INSTRUCTIONS TO FOLLOW :: Examine the records and identify each line that includes the string "below". Copy those lines.

== DATASET EXTRACT ==

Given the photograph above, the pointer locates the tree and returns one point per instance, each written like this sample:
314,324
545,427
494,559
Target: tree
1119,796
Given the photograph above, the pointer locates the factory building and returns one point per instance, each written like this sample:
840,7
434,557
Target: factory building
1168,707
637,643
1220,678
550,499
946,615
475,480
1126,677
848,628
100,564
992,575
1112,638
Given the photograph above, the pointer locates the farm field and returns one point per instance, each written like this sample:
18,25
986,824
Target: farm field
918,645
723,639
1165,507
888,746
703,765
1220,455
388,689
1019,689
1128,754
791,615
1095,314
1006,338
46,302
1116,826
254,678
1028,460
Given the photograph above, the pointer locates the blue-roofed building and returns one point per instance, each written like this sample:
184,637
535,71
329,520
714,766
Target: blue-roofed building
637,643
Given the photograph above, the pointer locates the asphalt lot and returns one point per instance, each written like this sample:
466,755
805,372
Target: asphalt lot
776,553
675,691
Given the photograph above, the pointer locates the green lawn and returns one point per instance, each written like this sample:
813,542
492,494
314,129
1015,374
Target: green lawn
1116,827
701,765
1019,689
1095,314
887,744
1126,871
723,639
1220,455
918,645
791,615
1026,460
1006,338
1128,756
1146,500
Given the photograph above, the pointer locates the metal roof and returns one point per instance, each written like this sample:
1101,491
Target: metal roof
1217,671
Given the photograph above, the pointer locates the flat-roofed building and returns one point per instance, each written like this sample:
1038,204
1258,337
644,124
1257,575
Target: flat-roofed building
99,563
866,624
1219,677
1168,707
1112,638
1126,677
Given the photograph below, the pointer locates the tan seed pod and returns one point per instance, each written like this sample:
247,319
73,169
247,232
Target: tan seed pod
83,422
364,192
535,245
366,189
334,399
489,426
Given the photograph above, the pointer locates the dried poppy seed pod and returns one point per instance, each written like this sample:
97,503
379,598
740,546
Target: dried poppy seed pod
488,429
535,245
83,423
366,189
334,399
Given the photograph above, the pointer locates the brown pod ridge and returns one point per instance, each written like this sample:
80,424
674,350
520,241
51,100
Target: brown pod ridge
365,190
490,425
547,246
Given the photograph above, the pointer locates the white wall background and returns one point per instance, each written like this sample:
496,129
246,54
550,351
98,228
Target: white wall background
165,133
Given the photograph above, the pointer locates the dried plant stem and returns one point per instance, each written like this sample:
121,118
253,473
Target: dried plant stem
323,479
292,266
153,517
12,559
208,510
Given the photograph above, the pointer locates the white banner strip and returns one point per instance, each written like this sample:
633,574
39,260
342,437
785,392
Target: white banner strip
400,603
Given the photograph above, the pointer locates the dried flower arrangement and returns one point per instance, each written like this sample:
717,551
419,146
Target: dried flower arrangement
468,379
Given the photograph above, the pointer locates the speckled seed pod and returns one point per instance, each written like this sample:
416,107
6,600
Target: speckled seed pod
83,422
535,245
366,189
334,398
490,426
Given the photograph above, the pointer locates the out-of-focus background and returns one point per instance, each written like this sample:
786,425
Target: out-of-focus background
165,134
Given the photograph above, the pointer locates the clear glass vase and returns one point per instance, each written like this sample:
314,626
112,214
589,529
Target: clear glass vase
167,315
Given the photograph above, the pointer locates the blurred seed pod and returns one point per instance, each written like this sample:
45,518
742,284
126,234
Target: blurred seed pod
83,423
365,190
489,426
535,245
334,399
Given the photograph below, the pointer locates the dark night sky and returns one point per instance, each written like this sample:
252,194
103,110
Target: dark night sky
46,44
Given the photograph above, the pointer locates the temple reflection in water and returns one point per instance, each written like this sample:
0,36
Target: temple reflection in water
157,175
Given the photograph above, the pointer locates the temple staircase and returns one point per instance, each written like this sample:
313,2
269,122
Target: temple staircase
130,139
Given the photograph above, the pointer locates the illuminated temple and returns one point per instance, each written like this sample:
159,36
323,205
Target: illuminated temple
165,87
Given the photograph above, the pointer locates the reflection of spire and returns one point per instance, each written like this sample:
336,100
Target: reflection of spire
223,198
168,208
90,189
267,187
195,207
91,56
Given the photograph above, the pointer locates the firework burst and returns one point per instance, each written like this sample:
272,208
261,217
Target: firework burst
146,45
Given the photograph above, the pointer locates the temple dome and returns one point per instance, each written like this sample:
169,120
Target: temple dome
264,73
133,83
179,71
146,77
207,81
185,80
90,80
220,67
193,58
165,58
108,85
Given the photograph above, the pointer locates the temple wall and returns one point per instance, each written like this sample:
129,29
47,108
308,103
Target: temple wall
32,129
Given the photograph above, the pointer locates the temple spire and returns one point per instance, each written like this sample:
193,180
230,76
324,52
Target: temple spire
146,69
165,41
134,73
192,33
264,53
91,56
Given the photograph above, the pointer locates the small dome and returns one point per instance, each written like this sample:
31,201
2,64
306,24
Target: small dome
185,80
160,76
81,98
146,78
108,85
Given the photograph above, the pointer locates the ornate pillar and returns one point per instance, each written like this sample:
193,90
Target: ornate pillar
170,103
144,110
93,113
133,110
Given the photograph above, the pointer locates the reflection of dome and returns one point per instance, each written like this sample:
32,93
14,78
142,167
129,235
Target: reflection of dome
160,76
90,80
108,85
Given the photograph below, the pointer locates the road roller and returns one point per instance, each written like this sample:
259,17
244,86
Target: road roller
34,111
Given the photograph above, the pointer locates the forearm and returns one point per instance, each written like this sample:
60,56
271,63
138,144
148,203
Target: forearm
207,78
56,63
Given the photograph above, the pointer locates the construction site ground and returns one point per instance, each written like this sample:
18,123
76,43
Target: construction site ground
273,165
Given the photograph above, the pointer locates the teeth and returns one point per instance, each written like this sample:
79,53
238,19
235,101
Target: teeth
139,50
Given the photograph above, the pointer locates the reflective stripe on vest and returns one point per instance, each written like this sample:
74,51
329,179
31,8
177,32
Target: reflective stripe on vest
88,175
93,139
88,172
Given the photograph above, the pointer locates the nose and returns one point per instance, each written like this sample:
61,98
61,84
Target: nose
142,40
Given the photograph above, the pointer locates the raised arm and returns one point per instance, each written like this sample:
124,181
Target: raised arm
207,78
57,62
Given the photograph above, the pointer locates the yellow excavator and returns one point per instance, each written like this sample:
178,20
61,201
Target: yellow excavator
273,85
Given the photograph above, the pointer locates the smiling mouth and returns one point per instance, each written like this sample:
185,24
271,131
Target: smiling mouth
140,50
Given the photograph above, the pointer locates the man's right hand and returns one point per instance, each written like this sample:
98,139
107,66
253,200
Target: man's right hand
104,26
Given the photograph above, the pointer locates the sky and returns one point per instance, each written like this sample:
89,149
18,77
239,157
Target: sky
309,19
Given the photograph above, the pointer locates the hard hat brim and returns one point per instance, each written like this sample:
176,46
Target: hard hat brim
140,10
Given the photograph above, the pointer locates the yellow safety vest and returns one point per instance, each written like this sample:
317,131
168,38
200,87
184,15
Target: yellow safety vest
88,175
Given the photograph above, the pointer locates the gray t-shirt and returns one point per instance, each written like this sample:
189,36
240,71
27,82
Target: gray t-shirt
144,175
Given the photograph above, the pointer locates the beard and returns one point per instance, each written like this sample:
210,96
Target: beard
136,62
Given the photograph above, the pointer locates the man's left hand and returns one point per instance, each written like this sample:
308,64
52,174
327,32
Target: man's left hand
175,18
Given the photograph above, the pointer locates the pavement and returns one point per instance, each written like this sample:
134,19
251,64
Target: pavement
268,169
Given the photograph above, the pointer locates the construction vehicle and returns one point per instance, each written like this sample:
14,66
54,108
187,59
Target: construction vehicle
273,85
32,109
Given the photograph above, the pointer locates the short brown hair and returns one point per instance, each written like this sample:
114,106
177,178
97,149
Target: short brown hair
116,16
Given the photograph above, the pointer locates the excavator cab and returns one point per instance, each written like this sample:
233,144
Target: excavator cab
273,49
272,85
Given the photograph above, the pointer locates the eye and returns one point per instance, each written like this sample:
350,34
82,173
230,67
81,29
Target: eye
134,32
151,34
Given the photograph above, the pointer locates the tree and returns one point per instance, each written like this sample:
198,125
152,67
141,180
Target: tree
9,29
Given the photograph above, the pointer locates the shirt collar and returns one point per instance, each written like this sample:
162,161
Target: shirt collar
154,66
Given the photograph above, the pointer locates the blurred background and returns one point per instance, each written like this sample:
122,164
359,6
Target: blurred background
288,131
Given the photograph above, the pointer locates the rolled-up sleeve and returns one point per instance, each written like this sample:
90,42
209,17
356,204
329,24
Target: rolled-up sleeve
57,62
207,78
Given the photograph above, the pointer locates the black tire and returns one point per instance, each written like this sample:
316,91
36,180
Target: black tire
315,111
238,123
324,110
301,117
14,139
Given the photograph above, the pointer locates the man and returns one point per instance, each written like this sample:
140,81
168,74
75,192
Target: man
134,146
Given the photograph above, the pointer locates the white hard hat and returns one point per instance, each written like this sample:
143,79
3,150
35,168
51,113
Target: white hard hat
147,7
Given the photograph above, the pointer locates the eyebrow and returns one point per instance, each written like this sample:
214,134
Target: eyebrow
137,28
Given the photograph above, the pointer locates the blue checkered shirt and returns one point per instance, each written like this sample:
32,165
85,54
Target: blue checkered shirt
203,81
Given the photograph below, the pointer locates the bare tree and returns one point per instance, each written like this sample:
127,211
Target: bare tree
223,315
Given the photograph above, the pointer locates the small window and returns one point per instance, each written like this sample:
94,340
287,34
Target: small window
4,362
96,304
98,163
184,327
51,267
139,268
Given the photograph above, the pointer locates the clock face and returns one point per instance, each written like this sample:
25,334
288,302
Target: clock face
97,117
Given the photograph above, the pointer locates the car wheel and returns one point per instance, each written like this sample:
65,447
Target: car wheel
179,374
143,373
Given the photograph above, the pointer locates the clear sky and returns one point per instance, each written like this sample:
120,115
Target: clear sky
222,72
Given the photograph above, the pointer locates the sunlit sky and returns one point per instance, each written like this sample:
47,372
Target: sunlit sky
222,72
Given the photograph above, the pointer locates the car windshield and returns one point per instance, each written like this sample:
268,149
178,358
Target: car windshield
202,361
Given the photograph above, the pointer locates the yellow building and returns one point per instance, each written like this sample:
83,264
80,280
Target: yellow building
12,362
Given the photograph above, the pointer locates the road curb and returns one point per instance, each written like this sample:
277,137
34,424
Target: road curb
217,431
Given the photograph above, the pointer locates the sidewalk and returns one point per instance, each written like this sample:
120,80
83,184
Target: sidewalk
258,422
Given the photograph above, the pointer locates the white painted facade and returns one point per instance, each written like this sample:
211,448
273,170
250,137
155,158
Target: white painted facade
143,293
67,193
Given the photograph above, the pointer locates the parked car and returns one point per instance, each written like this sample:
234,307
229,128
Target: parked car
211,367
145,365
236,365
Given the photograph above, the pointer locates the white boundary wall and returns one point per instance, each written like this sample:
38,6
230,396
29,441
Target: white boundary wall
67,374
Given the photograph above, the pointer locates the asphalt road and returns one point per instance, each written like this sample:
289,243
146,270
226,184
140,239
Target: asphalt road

===

TASK RESULT ::
Given the photograph below, the pointer locates the tan seed pod and returns one point per instance, each written like this sample:
Given the photograph below, the pointer locates the dark night sky and returns one point per instance, each written like this sample:
Given the photograph below, the pointer locates the road roller and returns one point per instance, each written like this sample:
Given the photograph below, the pointer locates the bare tree and returns one point per instance, each written like this sample:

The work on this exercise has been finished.